• Excerto para ler:
==================================================

Faltavam 0,9 segundos e a 'sua' equipa ganhava. Quando nada o fazia esperar, numa jogada que ficaria histórica na NBA, um jogador da equipa adversária fez um triplo que virou as contas da partida e da aposta do jovem Luís.

Aquele triplo que caiu no cesto já depois do apito final significou "um vazio dentro de mim pois ia ser mais um mês de mentiras, esquemas, truques... Fiquei sem dinheiro para comer, para pagar renda, para nada...".

Perder mais de meio milhão de euros em 20 anos

Luís Silva desconhece completamente quanto dinheiro perdeu, ao contrário do que acontece com João que ao longo de duas décadas de vício estima que perdeu pelo menos 500 a 600 mil euros, apesar de confessar que "provavelmente foi mais".  

Tal como Luís e apesar de ser mais velho, João (que prefere não revelar o apelido) tinha uma vida invisível para os amigos e família.

Durante duas décadas andou naquilo a que chama "vida dupla": "arranjava dinheiro, depois pagava dívidas, depois arranjava dinheiro e pagava dívidas... sempre a tentar justificar o dinheiro que gastava".  

Seis recaídas e um divórcio

Hoje, João tem pouco mais de 40 anos. Entrou no jogo ainda nos tempos áureos dos casinos. Com a Internet virou-se para os jogos de fortuna ou azar no online e depois para as apostas desportivas.

Para este viciado em jogo a Internet significou o descalabro: "Foi a altura em que a quantidade de dinheiro que gastava foi cinco ou seis vezes superior".

"No online não é dinheiro, são números. Perdi a noção do dinheiro", confessa este viciado em jogo que depois de seis recaídas e de um divórcio provocado pela adição acabou por ser internado.

Online em alta

Nos últimos dois anos o jogo e as apostas online prosperaram em Portugal. As receitas têm aumentado de forma contínua e hoje os portugueses gastam, ao todo, mais de 1,3 milhões de euros por dia em sites deste tipo, algo que preocupa os psicólogos que acompanham os casos de adição e que confirmam que o online tem factores muito mais atractivos que os casinos físicos.

Os peritos recordam que é possível jogar em qualquer lado, apenas com um telemóvel, e que a distância de um ecrã faz com o dinheiro valha, psicologicamente, menos. 

"A heroína do jogo"

A Associação Portuguesa de Casinos já admitiu que a pandemia e o fecho de portas durante largos meses desviou boa parte dos clientes para o online e muitos não regressaram.

Foi isso que aconteceu a Madalena (nome fictício), uma jovem de pouco mais de 30 anos que começou a jogar em casinos pouco antes da pandemia e que com o confinamento se virou para a Internet.

"Estava muito tempo em casa, muito tempo fechada e naquela altura não havia como sair para ir ao casino", recorda. A solução foi jogar online e aí o hábito de jogar ficou mais viciante.

==================================================

[Entradas do conjunto de dados]
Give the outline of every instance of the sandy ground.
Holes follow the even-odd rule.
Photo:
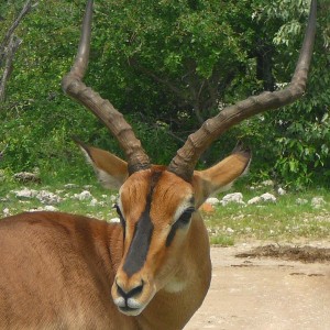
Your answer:
[[[211,249],[211,287],[185,330],[330,329],[330,263],[235,257],[251,248]]]

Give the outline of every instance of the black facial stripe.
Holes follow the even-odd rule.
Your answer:
[[[123,264],[123,271],[128,274],[129,277],[139,272],[146,261],[154,230],[154,224],[152,223],[150,217],[152,195],[155,185],[161,177],[161,174],[162,173],[154,173],[154,175],[152,176],[150,193],[146,197],[145,210],[135,224],[133,239],[129,248],[127,260]]]
[[[135,226],[134,237],[123,265],[123,271],[129,277],[143,267],[153,230],[154,226],[150,219],[148,210],[145,210]]]

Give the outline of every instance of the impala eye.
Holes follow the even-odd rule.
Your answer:
[[[113,206],[113,208],[116,209],[116,212],[117,212],[117,215],[118,215],[118,217],[119,217],[119,219],[120,219],[121,226],[122,226],[123,228],[125,228],[127,221],[125,221],[124,217],[122,216],[122,212],[121,212],[121,210],[120,210],[118,204],[116,204],[116,205]]]
[[[195,212],[195,208],[190,207],[188,209],[186,209],[182,216],[178,218],[177,222],[182,223],[182,224],[188,224],[193,213]]]

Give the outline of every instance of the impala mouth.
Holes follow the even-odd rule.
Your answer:
[[[124,314],[127,316],[138,316],[143,310],[143,308],[132,308],[129,306],[124,306],[124,307],[118,306],[118,309],[119,309],[119,311],[121,311],[122,314]]]

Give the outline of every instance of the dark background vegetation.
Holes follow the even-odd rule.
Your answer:
[[[72,136],[121,152],[98,120],[61,89],[85,0],[37,2],[15,31],[22,44],[0,103],[0,167],[8,176],[37,167],[45,180],[88,179],[91,172]],[[152,161],[163,164],[223,106],[290,80],[309,9],[307,0],[95,2],[86,81],[124,113]],[[199,168],[242,140],[253,150],[250,179],[330,185],[330,3],[318,2],[305,97],[230,130]],[[0,42],[24,3],[1,1]],[[0,69],[1,77],[3,63]]]

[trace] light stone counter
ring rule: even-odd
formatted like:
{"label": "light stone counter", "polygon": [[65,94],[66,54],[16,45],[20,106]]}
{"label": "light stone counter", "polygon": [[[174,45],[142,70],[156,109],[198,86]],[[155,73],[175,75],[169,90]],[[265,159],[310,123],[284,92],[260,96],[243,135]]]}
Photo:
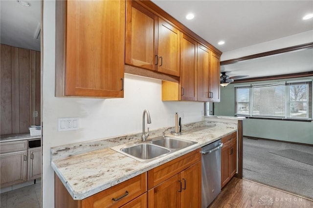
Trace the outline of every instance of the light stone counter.
{"label": "light stone counter", "polygon": [[[83,199],[210,144],[237,130],[235,124],[204,121],[183,126],[175,137],[198,144],[149,163],[141,163],[110,148],[140,140],[140,133],[51,148],[51,166],[74,199]],[[173,128],[152,131],[149,138],[168,136]]]}
{"label": "light stone counter", "polygon": [[7,134],[1,135],[0,142],[40,139],[41,137],[41,135],[30,136],[29,133]]}

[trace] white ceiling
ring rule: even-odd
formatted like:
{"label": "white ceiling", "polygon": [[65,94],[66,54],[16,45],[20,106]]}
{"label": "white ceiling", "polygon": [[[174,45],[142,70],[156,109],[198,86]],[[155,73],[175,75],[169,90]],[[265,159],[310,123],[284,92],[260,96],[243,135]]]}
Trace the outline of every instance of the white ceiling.
{"label": "white ceiling", "polygon": [[313,71],[313,48],[250,59],[221,66],[229,77],[242,79]]}
{"label": "white ceiling", "polygon": [[312,0],[152,1],[223,52],[313,29]]}
{"label": "white ceiling", "polygon": [[[1,0],[1,43],[40,51],[40,41],[34,37],[40,24],[41,1],[27,1],[31,7],[24,7],[15,0]],[[152,1],[220,50],[227,52],[225,54],[313,31],[313,19],[302,20],[304,15],[313,13],[312,0]],[[189,12],[195,16],[191,21],[185,18]],[[218,45],[222,40],[225,43]],[[313,37],[312,40],[313,42]],[[229,72],[230,76],[247,75],[248,78],[311,71],[312,51],[225,65],[222,66],[221,71]]]}
{"label": "white ceiling", "polygon": [[0,41],[2,44],[40,51],[40,0],[28,0],[31,6],[24,7],[16,0],[0,1]]}

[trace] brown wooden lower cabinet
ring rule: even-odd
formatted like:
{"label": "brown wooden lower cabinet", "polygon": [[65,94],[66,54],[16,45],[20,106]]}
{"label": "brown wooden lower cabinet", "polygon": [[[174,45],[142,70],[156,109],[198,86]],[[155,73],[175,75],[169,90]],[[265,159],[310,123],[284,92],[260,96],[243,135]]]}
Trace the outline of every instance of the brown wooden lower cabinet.
{"label": "brown wooden lower cabinet", "polygon": [[[158,185],[148,191],[148,207],[200,207],[201,160],[198,149],[148,171],[148,188]],[[163,176],[162,181],[157,175]]]}
{"label": "brown wooden lower cabinet", "polygon": [[200,149],[82,200],[74,200],[55,174],[54,200],[66,208],[200,207]]}
{"label": "brown wooden lower cabinet", "polygon": [[222,138],[221,187],[227,183],[237,171],[237,132]]}
{"label": "brown wooden lower cabinet", "polygon": [[[147,191],[147,173],[114,186],[83,200],[75,200],[58,177],[54,176],[54,205],[56,208],[124,208],[143,205],[144,199],[136,198]],[[144,198],[144,196],[143,197]],[[133,202],[132,200],[134,200]],[[129,207],[127,203],[130,203]]]}

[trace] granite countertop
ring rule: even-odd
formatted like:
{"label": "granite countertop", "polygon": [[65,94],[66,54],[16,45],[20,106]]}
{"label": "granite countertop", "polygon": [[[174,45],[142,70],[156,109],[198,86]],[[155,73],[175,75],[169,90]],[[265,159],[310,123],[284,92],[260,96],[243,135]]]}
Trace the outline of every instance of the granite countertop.
{"label": "granite countertop", "polygon": [[[217,141],[237,128],[233,123],[207,121],[184,127],[186,130],[183,135],[174,137],[198,143],[149,163],[141,163],[110,148],[134,143],[140,139],[138,134],[52,148],[51,165],[73,198],[83,199]],[[164,131],[173,136],[169,134],[172,129],[152,131],[149,138],[162,135]]]}
{"label": "granite countertop", "polygon": [[7,134],[1,135],[0,137],[0,142],[40,139],[41,138],[41,135],[30,136],[30,134],[29,133]]}

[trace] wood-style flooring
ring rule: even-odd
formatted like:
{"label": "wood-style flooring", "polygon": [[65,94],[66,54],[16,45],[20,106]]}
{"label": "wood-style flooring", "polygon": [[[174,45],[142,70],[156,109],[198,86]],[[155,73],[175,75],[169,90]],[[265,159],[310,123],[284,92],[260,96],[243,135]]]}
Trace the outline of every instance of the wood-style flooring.
{"label": "wood-style flooring", "polygon": [[313,201],[233,177],[209,208],[313,208]]}

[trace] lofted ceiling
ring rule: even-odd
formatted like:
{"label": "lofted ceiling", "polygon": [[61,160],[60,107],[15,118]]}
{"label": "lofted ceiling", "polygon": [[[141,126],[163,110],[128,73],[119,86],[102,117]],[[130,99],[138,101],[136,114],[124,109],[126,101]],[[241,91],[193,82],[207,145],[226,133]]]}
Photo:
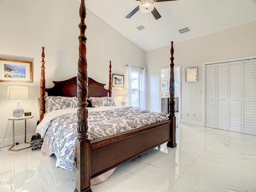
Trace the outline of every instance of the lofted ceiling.
{"label": "lofted ceiling", "polygon": [[[138,11],[135,0],[86,0],[87,8],[145,51],[256,20],[256,0],[178,0],[154,3],[162,17]],[[145,28],[139,30],[137,27]],[[188,27],[190,31],[179,30]]]}

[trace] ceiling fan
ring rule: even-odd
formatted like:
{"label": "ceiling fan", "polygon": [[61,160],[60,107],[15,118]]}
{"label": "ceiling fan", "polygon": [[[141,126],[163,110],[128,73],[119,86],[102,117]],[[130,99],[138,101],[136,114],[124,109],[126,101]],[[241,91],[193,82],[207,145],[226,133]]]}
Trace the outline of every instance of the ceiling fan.
{"label": "ceiling fan", "polygon": [[177,0],[135,0],[140,1],[140,5],[134,9],[128,14],[126,18],[130,18],[139,10],[143,13],[151,12],[156,19],[158,19],[161,16],[154,6],[154,2],[162,2],[163,1],[176,1]]}

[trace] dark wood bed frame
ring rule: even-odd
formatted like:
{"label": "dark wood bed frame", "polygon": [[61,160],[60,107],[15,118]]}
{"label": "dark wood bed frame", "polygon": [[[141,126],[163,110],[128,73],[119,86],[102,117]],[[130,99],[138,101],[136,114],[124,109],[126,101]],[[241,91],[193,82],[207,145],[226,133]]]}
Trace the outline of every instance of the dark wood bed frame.
{"label": "dark wood bed frame", "polygon": [[44,96],[73,97],[78,99],[78,134],[76,141],[76,189],[75,192],[91,192],[90,180],[117,166],[168,142],[167,146],[176,146],[175,138],[176,117],[174,114],[173,42],[171,42],[169,120],[146,126],[100,139],[88,139],[86,108],[90,96],[112,96],[111,62],[110,63],[108,90],[106,84],[88,78],[86,57],[86,38],[84,23],[86,12],[84,0],[81,1],[79,10],[81,22],[77,77],[69,80],[53,82],[54,86],[46,89],[44,74],[44,48],[42,47],[40,82],[40,121],[45,113]]}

==================================================

• Tarefas a realizar:
a: Enumere todos os intertítulos que aparecem no excerto sobre o vício do jogo.
b: Reescreva tudo o que vai de "Nos últimos dois" até "valha, psicologicamente, menos." no excerto sobre o vício do jogo, substituindo "telemóvel" por "smartphone".

• Soluções das tarefas:
a:
- Perder mais de meio milhão de euros em 20 anos
- Seis recaídas e um divórcio
- Online em alta
- "A heroína do jogo"

b:
Nos últimos dois anos o jogo e as apostas online prosperaram em Portugal. As receitas têm aumentado de forma contínua e hoje os portugueses gastam, ao todo, mais de 1,3 milhões de euros por dia em sites deste tipo, algo que preocupa os psicólogos que acompanham os casos de adição e que confirmam que o online tem factores muito mais atractivos que os casinos físicos.

Os peritos recordam que é possível jogar em qualquer lado, apenas com um smartphone, e que a distância de um ecrã faz com o dinheiro valha, psicologicamente, menos.